[WHAT IS EXPECTED]
Would you please output all the records exactly as given? Pictures should not appear in the copy.

[DATASET ENTRIES]
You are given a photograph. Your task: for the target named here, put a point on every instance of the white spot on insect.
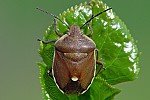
(74, 78)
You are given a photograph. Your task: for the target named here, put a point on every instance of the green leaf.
(117, 51)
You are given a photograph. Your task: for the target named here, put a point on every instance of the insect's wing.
(60, 71)
(87, 70)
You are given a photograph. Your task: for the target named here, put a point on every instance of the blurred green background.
(21, 24)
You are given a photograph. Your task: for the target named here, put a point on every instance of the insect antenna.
(94, 17)
(53, 16)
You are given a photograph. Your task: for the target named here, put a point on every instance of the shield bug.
(75, 58)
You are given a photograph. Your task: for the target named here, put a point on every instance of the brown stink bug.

[EXERCISE SOLUTION]
You are given a photograph. Your task: for the target named here, put a point on every instance of the white spot on insect.
(74, 78)
You are given a photograph. Your task: for the target named here, put a point on every instance of the green leaf.
(117, 51)
You are given a photograph. Your task: for the target named here, put a point on every instance of the insect's wing.
(60, 71)
(87, 70)
You are given a photograph. Your task: for the target named here, put a point on every instance of the blurred green background.
(21, 24)
You are given a photograph. Your task: for the target named here, put a point on every instance of the insect antenna.
(94, 17)
(53, 16)
You are given a photograph. Your task: for the target named here, put a point on every instance of the shield bug.
(75, 58)
You are given a photograph. Your task: for the target named here, put a point on every instance of the brown stink bug.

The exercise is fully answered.